§ GIVEN REQUEST:
Return all of the records below unchanged, line for line.
+++ DATA ENTRIES
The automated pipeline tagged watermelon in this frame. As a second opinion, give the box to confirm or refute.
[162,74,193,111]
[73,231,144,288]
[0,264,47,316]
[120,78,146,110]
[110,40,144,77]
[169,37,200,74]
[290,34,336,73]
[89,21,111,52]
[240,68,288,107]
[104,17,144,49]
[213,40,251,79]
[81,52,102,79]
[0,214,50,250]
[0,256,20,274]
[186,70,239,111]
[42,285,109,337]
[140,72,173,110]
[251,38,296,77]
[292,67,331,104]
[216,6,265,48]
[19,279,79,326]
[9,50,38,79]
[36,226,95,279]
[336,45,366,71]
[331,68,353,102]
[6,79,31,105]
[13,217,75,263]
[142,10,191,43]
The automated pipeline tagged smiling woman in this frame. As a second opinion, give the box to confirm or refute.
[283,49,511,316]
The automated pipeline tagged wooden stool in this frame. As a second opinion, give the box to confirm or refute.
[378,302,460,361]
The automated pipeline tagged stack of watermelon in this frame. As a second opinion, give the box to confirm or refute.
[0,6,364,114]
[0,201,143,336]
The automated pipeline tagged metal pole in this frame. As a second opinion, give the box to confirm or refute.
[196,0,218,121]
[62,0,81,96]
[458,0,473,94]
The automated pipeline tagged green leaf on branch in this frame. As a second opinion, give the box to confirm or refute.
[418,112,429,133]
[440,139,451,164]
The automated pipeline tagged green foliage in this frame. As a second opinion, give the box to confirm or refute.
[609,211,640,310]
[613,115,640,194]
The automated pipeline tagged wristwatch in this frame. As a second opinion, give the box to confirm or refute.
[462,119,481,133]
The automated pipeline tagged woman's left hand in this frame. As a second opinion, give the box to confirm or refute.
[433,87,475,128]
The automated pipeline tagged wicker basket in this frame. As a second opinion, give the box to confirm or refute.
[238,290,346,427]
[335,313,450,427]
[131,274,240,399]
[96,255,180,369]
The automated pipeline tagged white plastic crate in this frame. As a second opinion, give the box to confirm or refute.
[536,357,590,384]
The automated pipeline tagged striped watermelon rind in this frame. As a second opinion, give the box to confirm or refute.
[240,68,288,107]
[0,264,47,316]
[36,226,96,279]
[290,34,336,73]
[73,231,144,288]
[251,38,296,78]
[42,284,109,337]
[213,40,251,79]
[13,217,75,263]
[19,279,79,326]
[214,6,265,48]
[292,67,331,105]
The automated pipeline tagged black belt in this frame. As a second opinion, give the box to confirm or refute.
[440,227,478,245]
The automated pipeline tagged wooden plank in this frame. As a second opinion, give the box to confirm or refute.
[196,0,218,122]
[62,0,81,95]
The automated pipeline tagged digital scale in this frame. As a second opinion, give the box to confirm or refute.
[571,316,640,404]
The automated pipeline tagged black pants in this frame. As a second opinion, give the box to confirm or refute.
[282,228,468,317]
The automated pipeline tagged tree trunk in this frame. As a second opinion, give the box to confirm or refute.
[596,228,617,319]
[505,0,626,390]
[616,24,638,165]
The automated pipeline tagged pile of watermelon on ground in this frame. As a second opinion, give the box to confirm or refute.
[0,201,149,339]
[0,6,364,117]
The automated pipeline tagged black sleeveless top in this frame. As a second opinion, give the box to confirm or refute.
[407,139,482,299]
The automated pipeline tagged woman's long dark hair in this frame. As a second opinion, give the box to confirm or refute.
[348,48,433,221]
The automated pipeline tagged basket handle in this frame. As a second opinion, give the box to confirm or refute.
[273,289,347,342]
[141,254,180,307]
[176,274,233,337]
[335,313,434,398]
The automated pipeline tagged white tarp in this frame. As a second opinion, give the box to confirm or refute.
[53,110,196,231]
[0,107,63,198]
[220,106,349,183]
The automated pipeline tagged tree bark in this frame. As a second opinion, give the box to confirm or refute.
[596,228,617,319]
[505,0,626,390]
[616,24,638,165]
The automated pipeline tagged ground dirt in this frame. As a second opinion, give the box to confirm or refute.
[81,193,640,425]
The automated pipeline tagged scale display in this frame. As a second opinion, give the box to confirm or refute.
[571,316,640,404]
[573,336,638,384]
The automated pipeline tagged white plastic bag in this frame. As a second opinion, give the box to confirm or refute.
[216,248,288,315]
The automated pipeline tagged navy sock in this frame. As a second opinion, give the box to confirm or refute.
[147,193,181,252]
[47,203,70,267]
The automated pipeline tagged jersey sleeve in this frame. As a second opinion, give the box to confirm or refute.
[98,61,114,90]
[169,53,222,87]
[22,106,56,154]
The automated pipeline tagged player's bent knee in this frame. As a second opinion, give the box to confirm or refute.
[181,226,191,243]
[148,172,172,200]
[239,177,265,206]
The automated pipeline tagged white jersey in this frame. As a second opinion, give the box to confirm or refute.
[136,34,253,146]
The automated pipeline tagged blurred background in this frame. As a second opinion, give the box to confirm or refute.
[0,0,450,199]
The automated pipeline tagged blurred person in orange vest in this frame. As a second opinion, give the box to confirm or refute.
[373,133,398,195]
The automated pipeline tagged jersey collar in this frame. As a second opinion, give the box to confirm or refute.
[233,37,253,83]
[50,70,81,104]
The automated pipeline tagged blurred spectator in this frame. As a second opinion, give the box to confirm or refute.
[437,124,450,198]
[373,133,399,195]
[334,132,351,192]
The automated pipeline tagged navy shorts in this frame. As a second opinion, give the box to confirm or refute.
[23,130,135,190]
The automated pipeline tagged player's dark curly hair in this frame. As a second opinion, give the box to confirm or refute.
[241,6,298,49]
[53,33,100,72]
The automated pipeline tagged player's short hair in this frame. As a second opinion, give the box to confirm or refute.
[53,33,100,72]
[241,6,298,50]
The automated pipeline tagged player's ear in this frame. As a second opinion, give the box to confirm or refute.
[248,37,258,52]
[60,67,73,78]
++++++
§ IN RESPONSE:
The automated pipeline tagged watermelon in this frame. As a second opinion, give the box to confirm or refute.
[162,74,193,111]
[73,231,144,288]
[0,264,47,316]
[120,78,146,110]
[110,40,144,77]
[169,37,200,74]
[290,34,336,73]
[89,21,111,52]
[240,68,288,107]
[104,17,144,49]
[213,40,251,79]
[81,52,102,79]
[0,214,50,250]
[0,256,20,274]
[186,70,239,111]
[42,285,109,337]
[140,72,173,110]
[251,38,296,77]
[292,67,331,104]
[216,6,265,48]
[19,279,79,326]
[9,50,38,79]
[36,226,95,279]
[336,45,366,71]
[331,68,353,102]
[6,79,31,105]
[13,217,75,263]
[142,10,191,43]
The automated pipeline tagged smiling woman in this frame. As a second opinion, give the box to confirm or refute.
[283,49,511,316]
The automated pipeline tagged wooden stool in this frame. As a second opinion, give the box to confirm or refute.
[378,302,460,361]
The automated pipeline tagged stack of watermelon in this frame. As a second opinion, give the box to confirm or refute.
[0,6,364,114]
[0,201,143,336]
The automated pipeline tagged metal pole in this frame. As a second opinion, give the box to confirm or refute.
[196,0,218,121]
[62,0,81,96]
[458,0,473,94]
The automated pipeline tagged green leaf on branch in this frame. As a second opinion, give the box to confirm or refute.
[418,112,429,133]
[440,139,451,164]
The automated pipeline tagged green foliage in this frame. As a second opinion, give the box to confirm or refute.
[609,211,640,310]
[613,115,640,194]
The automated pipeline tagged wristwatch in this frame. As a second opinion, give the box to confirm or refute.
[462,119,481,133]
The automated pipeline tagged woman's left hand in this frame. As a second opinion, give the box to confirm or refute.
[433,87,475,128]
The automated pipeline tagged wicker basket in this frame. As a second opinion, give the box to confirm or refute.
[238,290,346,427]
[335,313,450,427]
[131,274,240,399]
[96,255,180,369]
The automated pipeline tagged white plastic crate in this frame. As a second opinion, give the box to confirm or refute.
[536,357,590,384]
The automated pipeline tagged striped watermelon rind in this frame. As a second opinion, give the box to confirm or refute.
[240,68,288,107]
[0,264,47,316]
[36,226,96,279]
[290,34,336,73]
[73,231,144,288]
[251,38,296,78]
[42,284,109,337]
[213,40,251,79]
[13,217,75,263]
[19,279,79,326]
[214,6,265,48]
[292,67,331,105]
The automated pipeline tagged black belt in this frame. As a second opinion, give the box to confirm or refute.
[440,227,478,245]
The automated pipeline tagged wooden plank in this frame. As a second opinion, give the box to confirm or refute.
[196,0,218,122]
[62,0,81,95]
The automated pipeline tagged digital scale in this frame. As a second opinion, give the box to confirm or refute.
[571,316,640,404]
The automated pipeline tagged black pants in this frame. As a second opinion, give the box to confirm or refute.
[282,228,468,317]
The automated pipeline tagged tree trunk in this frame. As a second opinion, give the box to confirm or refute.
[596,228,617,319]
[505,0,626,390]
[616,24,638,165]
The automated pipeline tagged pile of watermelon on ground in this frame. As a second opinion, give the box to confirm or refute.
[0,201,149,339]
[0,6,364,117]
The automated pipeline tagged black sleeveless top in this frame. As a second opinion, give the box to confirm or refute.
[407,139,482,299]
The automated pipeline tagged woman's long dark hair in this frame. As a second opinion, give the box to confirm or refute.
[348,48,433,221]
The automated pipeline tagged basket handle in this frame. As a second opinion, give the box to confirm or refute.
[273,289,347,342]
[141,254,180,307]
[176,274,233,337]
[335,313,434,398]
The automated pipeline tagged white tarp in this frame. As a second opinion, give the box to confirm or refute.
[53,110,196,231]
[0,107,63,198]
[220,106,349,183]
The automated pipeline tagged tree bark in this frame. As a second opinion, give the box to confirm or refute.
[596,228,617,319]
[505,0,626,390]
[616,24,638,165]
The automated pipeline tagged ground dirt in this frame. As a second opinion, give the box to confirm or refute.
[81,193,640,425]
The automated pipeline tagged scale display in this frame. As a second opinion, give the box to confirm or refute.
[571,316,640,404]
[573,336,638,384]
The automated pipeline tagged white plastic bag in this frame. As a second opinion, give the box to confirm or refute.
[216,248,288,315]
The automated pipeline tagged navy sock in this frame. As a second opinion, give the box to confirm or refute.
[147,193,181,252]
[47,203,70,267]
The automated pipeline tagged jersey sleeve in this frame. As a second opinion, give the box to confirm or refute.
[98,61,114,90]
[169,53,222,87]
[22,106,56,154]
The automated pipeline tagged player's bent knee in this frame. As a second opinion, give the box to confirm or refute.
[181,226,191,243]
[148,172,172,200]
[239,177,265,206]
The automated pipeline tagged white jersey in this frame. As a second opinion, give the box to confirm or refute.
[136,34,253,146]
The automated pipeline tagged blurred background in this frame. As a second opinion, give the box to confirm or refute.
[0,0,450,199]
The automated pipeline tagged blurred person in orange vest in this frame. As a second opinion, give the box to confirm or refute.
[373,133,398,195]
The automated pipeline tagged jersey collar in this frame. As a second opinion, give the box to confirm or refute.
[233,37,253,83]
[50,70,81,104]
The automated pipeline tagged blurred spectator in this frame. As a second opinion, give the box to confirm or refute.
[437,124,450,198]
[373,133,399,195]
[334,132,351,192]
The automated pipeline tagged navy shorts in this frame. As a second opinion, give the box to confirm or refute.
[23,130,135,190]
The automated pipeline tagged player's dark curly hair in this frame. As a second opinion, give the box to confirm or refute.
[241,6,298,49]
[53,33,100,72]
The automated pipeline tagged player's short hair in this frame. As a second opinion, give the box to confirm or refute.
[53,33,100,72]
[241,6,298,50]
The automated pipeline tagged player's ear in this frame. As a second opinion, give the box to confirm or refute.
[248,37,258,52]
[60,67,73,78]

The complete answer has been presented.